(Problem): Write out exactly the line containing "Task: place one keypoint per instance of the black solar" along with each line that follows it in the records below, and no others.

Records supplied: Begin

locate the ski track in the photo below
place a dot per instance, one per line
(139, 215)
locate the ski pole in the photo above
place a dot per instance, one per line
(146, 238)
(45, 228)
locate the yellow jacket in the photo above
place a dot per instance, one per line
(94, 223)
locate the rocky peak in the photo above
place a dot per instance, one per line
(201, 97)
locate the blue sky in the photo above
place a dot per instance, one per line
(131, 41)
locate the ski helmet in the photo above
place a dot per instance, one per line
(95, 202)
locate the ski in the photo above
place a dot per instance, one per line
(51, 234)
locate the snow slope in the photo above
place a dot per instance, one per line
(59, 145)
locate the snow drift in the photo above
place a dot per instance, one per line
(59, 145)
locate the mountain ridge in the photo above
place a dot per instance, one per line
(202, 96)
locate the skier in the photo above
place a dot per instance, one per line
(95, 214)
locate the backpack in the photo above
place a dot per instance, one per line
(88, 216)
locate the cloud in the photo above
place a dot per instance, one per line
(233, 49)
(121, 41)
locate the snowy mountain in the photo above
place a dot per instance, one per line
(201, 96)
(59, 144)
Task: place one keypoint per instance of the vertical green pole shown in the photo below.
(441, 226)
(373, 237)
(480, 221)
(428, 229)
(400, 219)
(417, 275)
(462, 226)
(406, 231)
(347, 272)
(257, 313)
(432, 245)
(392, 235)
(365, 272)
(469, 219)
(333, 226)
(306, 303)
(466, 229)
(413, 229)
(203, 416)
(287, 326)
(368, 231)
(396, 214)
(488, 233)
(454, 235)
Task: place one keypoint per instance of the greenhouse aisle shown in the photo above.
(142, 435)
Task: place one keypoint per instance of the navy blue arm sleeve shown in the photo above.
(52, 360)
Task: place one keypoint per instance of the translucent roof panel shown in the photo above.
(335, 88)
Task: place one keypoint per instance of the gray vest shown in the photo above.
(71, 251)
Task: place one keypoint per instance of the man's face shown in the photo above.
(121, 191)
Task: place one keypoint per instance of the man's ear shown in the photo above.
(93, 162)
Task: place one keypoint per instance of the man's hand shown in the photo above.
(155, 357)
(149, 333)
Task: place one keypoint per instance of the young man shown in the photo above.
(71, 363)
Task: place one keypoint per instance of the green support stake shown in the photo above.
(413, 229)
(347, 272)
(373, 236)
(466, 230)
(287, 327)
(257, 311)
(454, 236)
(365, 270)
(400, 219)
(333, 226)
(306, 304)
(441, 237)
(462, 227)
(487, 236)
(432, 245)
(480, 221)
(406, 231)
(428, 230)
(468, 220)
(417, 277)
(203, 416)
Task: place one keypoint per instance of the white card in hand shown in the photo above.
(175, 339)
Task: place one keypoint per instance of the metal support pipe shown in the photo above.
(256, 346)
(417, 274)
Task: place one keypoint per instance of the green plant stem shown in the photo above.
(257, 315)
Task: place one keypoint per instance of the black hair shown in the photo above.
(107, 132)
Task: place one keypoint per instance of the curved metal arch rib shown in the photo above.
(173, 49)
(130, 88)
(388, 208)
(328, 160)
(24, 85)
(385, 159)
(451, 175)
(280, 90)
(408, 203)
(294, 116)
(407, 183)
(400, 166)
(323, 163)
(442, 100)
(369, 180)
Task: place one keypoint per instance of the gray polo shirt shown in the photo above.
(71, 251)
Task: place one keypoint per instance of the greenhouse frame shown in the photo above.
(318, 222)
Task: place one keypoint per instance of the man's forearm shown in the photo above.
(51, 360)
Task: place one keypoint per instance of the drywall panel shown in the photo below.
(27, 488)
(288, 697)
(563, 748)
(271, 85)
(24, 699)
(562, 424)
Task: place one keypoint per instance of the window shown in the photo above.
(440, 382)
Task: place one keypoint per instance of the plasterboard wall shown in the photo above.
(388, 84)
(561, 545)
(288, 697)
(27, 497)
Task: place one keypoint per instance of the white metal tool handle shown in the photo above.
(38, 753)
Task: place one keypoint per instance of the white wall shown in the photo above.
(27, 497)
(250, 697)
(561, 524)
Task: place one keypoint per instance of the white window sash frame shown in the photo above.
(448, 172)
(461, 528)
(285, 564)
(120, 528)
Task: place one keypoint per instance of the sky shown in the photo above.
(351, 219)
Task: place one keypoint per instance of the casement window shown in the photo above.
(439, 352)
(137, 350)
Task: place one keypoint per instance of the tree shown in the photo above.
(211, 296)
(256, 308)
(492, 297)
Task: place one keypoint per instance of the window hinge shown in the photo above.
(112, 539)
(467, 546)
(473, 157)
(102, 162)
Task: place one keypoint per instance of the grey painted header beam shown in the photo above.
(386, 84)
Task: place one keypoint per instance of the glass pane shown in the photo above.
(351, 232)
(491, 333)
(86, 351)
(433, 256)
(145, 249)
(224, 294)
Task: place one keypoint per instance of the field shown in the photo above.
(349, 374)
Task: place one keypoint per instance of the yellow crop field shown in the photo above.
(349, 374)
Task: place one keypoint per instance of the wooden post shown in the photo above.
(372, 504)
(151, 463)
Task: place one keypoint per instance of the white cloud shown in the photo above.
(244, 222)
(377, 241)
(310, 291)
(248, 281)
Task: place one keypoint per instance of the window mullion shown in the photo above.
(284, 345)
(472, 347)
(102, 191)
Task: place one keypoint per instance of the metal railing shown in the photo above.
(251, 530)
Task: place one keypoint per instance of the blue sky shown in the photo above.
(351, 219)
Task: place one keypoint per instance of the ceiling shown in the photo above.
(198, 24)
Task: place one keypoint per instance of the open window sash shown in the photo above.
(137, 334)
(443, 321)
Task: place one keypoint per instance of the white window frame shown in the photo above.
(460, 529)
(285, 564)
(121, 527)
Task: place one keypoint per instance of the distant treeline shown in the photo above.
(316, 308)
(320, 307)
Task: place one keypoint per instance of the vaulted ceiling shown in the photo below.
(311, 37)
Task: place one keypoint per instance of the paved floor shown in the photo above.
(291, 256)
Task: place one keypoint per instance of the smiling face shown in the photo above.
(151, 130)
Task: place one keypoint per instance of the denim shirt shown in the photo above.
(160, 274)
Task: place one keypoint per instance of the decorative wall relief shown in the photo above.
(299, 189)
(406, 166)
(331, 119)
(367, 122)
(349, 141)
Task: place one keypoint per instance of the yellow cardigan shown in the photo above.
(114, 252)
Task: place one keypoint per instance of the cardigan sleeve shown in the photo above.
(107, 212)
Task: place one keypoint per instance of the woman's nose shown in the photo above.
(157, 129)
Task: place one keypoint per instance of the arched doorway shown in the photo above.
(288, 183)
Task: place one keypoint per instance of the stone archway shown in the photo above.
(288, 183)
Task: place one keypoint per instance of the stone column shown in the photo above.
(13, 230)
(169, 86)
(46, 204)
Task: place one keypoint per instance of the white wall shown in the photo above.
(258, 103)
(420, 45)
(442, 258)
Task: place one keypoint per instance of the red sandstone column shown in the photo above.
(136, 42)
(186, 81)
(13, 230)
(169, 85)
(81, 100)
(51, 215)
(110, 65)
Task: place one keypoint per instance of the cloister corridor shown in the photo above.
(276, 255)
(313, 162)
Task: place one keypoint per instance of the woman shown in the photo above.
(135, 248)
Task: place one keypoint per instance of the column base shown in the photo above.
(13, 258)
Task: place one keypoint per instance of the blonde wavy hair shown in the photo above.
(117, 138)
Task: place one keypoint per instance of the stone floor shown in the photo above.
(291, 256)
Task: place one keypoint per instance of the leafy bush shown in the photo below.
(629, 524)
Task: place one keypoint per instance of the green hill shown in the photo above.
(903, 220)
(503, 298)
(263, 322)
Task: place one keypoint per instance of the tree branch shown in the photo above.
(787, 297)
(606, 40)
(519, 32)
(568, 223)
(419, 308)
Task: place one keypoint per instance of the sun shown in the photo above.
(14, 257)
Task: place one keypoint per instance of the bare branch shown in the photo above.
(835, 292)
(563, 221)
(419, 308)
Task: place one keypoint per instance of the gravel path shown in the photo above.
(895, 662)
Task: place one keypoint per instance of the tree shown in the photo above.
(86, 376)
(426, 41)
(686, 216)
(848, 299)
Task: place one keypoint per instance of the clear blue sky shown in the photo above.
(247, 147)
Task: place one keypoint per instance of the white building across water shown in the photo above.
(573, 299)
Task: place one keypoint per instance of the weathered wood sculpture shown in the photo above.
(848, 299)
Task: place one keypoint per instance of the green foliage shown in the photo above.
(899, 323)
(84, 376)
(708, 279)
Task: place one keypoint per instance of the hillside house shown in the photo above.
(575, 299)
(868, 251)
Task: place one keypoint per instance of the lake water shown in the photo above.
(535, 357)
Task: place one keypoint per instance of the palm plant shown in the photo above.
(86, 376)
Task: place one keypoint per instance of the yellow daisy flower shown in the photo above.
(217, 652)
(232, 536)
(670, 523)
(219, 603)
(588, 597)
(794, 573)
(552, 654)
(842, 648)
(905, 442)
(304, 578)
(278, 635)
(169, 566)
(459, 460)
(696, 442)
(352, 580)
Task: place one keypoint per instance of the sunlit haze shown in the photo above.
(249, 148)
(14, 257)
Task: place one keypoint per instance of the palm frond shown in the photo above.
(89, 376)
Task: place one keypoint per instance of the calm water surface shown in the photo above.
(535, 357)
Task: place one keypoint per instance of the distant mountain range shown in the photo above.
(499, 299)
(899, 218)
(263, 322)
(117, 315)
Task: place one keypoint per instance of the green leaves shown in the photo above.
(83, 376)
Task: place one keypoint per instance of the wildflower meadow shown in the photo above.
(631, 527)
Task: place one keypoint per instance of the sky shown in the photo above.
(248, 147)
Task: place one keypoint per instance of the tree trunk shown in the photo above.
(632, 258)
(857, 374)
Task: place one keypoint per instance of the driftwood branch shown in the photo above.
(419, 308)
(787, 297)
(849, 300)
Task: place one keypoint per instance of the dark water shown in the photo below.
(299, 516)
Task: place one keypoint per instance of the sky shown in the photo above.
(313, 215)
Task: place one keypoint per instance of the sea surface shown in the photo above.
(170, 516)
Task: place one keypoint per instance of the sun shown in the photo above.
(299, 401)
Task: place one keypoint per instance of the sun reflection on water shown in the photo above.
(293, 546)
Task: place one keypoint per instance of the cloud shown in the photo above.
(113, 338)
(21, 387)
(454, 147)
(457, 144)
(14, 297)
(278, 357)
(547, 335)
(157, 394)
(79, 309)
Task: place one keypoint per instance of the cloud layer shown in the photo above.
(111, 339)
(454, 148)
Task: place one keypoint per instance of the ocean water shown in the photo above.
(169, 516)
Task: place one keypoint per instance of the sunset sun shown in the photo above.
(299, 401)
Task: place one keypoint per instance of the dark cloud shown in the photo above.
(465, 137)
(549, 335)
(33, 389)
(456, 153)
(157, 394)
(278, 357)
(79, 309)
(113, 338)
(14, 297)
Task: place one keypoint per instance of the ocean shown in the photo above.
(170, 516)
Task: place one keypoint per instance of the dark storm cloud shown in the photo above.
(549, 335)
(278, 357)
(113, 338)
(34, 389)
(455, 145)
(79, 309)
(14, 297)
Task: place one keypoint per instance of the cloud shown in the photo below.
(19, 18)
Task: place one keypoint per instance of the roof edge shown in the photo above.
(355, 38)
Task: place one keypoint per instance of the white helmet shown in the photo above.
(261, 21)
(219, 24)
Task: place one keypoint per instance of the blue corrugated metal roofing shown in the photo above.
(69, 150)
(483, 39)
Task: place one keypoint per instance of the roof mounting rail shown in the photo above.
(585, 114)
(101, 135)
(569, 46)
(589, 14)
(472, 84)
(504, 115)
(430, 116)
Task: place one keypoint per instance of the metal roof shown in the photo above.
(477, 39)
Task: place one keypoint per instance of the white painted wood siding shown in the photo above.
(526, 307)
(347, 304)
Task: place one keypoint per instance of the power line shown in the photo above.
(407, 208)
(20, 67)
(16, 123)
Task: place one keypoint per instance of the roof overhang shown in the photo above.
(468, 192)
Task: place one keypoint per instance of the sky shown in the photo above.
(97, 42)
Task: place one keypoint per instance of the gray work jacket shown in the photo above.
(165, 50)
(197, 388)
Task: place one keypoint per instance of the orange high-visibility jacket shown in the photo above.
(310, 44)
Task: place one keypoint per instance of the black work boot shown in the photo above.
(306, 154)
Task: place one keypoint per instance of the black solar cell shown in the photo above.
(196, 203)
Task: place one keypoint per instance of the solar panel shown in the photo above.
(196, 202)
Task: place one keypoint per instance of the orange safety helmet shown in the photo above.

Records supplied: End

(Task solution):
Task: place one keypoint per instance of the black solar cell shown in the photo above.
(196, 203)
Task: place one keypoint per instance of the solar panel shown in the photo above.
(196, 202)
Task: place one keypoint per instance of the orange safety helmet shown in the photo above.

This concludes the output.